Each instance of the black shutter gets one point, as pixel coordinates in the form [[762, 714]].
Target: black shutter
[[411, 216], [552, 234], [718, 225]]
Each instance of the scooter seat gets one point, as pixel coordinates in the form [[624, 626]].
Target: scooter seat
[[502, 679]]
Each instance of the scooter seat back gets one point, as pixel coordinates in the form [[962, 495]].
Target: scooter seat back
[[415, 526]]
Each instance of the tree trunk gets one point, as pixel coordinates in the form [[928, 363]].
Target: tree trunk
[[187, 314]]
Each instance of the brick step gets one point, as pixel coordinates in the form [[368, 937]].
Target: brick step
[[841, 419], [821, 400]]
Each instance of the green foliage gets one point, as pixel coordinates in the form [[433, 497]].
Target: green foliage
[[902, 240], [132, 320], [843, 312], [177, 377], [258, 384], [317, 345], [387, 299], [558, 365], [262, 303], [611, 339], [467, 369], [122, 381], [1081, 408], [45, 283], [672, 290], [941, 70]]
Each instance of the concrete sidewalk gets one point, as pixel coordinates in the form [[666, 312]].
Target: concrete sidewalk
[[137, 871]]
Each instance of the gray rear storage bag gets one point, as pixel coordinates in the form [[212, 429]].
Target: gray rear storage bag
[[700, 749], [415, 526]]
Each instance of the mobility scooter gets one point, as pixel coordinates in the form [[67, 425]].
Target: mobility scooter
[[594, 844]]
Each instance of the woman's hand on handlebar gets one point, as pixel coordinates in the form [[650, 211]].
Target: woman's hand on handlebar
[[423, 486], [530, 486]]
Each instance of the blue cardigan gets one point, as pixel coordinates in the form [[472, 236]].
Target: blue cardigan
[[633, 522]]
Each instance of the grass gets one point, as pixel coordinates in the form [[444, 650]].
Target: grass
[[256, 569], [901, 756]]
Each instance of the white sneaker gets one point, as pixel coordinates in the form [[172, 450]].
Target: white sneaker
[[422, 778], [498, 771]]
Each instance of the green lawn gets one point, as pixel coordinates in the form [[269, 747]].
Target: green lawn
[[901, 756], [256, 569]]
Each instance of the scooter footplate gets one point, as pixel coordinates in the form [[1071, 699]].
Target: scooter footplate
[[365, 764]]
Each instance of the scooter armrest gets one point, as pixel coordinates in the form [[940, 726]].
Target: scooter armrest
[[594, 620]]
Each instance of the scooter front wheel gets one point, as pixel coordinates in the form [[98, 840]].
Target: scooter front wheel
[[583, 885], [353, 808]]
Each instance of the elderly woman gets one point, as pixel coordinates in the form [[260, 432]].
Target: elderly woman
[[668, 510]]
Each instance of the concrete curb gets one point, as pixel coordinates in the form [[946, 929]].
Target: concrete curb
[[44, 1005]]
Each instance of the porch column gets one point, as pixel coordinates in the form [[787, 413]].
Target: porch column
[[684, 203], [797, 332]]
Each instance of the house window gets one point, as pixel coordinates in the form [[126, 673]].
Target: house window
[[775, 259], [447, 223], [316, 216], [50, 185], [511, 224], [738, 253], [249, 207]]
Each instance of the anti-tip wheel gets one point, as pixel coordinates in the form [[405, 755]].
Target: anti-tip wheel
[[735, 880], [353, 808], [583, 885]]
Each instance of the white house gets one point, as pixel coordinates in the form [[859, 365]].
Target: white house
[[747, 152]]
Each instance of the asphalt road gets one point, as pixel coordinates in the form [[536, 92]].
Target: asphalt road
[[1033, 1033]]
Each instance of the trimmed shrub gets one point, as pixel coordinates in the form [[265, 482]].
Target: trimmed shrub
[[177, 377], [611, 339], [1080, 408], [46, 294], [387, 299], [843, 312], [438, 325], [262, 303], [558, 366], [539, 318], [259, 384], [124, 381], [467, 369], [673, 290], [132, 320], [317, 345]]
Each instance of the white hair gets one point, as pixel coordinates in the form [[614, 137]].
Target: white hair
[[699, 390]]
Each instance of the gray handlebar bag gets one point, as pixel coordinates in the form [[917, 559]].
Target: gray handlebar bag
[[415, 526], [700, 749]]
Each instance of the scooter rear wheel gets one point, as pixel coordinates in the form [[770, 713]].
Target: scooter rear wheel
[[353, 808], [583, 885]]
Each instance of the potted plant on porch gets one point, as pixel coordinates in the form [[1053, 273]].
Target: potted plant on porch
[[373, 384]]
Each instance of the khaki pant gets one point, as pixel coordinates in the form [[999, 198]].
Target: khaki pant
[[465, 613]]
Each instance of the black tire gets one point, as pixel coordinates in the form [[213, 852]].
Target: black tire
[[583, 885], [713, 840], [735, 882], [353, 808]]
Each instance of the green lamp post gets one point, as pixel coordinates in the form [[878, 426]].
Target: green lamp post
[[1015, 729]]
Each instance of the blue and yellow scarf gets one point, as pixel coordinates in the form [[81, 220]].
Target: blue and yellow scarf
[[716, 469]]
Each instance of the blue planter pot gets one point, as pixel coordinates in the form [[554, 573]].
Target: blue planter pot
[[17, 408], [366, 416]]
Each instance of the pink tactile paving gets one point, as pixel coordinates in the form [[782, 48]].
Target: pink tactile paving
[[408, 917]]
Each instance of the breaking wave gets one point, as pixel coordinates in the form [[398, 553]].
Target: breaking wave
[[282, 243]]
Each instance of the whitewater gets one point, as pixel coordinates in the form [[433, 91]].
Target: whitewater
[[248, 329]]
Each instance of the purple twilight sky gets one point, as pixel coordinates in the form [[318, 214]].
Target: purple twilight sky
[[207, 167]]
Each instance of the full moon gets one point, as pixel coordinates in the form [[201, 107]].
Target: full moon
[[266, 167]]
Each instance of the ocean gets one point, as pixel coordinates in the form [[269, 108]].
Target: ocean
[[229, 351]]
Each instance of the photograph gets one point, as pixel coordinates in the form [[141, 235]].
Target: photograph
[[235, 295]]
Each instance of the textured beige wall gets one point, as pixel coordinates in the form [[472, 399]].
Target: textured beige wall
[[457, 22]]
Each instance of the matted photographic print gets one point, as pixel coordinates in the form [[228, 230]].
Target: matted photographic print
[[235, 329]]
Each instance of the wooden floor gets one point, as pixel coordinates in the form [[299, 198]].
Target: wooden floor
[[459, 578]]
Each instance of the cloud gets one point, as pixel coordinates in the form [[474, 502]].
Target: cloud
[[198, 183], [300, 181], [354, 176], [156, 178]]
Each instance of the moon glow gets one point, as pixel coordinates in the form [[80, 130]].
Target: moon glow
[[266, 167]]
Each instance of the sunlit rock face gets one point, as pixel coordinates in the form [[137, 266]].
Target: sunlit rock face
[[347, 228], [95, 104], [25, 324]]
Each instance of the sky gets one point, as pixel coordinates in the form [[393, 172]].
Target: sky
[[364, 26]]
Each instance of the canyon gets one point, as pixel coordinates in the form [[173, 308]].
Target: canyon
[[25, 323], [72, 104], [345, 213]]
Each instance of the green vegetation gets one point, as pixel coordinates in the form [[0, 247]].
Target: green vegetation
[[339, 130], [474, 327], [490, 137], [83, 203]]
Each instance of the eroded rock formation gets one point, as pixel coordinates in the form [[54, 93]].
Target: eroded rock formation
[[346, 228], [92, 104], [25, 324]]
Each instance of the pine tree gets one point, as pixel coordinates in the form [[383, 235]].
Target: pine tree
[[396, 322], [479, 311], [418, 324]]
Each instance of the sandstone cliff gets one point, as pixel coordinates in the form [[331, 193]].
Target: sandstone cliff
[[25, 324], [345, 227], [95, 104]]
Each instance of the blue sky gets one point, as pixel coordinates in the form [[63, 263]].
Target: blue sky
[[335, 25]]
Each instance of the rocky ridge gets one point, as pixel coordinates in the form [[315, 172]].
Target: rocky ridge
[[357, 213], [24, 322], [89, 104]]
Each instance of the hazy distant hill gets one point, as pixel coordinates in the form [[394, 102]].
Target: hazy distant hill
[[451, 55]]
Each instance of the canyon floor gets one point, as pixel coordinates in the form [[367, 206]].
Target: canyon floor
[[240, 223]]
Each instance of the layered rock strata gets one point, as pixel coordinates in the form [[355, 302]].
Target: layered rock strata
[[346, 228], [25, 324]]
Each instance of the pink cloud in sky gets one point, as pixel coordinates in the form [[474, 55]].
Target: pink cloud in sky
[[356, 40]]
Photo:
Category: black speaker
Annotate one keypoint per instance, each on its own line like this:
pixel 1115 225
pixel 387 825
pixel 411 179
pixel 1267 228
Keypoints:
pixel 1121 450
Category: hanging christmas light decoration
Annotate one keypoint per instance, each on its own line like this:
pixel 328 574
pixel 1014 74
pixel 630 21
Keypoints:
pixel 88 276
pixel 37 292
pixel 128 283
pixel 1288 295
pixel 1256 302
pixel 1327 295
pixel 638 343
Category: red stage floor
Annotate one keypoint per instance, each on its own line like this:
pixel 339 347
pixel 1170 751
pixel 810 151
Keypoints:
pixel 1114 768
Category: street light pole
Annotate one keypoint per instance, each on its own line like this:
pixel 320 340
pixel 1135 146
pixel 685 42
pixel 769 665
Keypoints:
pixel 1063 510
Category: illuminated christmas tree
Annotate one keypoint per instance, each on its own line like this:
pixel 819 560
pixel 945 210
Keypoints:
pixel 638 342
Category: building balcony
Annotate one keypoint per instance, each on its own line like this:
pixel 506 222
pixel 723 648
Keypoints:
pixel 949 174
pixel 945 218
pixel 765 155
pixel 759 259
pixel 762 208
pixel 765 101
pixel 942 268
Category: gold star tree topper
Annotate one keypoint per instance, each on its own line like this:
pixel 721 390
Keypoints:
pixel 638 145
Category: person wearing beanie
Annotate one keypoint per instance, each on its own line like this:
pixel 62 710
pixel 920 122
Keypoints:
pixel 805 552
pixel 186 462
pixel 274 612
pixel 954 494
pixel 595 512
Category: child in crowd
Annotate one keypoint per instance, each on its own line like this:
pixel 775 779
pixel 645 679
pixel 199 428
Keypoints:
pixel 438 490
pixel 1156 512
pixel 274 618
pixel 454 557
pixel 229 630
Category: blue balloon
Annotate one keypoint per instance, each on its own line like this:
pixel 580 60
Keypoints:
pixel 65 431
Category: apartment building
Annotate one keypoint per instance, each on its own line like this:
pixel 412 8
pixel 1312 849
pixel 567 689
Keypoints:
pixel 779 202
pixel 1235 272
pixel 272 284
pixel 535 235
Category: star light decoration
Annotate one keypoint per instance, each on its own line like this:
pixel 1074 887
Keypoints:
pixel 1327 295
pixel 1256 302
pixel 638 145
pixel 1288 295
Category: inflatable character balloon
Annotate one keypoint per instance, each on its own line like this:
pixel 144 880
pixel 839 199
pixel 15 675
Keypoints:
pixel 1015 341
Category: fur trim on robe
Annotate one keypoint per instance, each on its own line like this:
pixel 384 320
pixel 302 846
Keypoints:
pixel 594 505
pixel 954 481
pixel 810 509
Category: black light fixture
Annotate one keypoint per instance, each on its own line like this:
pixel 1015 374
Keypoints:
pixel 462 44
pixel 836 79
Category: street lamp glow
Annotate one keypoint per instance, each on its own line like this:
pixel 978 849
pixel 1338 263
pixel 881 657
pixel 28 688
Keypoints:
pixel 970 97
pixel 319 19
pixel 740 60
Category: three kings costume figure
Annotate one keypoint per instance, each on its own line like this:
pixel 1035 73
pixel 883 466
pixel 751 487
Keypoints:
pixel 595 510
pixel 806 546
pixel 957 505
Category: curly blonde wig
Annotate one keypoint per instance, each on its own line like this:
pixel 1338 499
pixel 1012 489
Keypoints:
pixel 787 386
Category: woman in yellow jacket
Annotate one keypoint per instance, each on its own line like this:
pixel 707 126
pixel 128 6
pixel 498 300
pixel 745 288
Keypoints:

·····

Would you retype exactly the lines above, from the line with "Target: trimmed shrub" to the line with "Each instance of the blue and", with both end lines kept and nothing more?

Target: trimmed shrub
[[177, 377], [611, 339], [1080, 408], [46, 294], [387, 299], [843, 312], [438, 325], [262, 303], [558, 366], [539, 318], [259, 384], [124, 381], [467, 369], [673, 290], [132, 320], [317, 345]]
Each instance of the white hair gets one point, as pixel coordinates in the form [[614, 137]].
Target: white hair
[[699, 390]]
Each instance of the gray handlebar bag gets one point, as pixel coordinates in the form [[917, 559]].
Target: gray handlebar bag
[[415, 526], [700, 749]]
Each instance of the scooter rear wheel gets one point, as pixel coordinates in the form [[770, 713]].
Target: scooter rear wheel
[[353, 808], [583, 885]]
Each instance of the potted plant on porch gets one point, as pixel coordinates in the form [[1053, 273]].
Target: potted plant on porch
[[373, 384]]
Each instance of the khaki pant gets one point, as pixel coordinates in the form [[999, 198]].
Target: khaki pant
[[465, 613]]
Each instance of the black tire gets one point, as pixel coordinates in the form [[213, 852]].
Target: black tire
[[583, 885], [713, 840], [735, 882], [353, 808]]
Each instance of the green lamp post gets one point, as pixel coordinates in the form [[878, 426]].
Target: green lamp post
[[1015, 729]]
Each instance of the blue and yellow scarf gets one point, as pixel coordinates in the form [[81, 220]].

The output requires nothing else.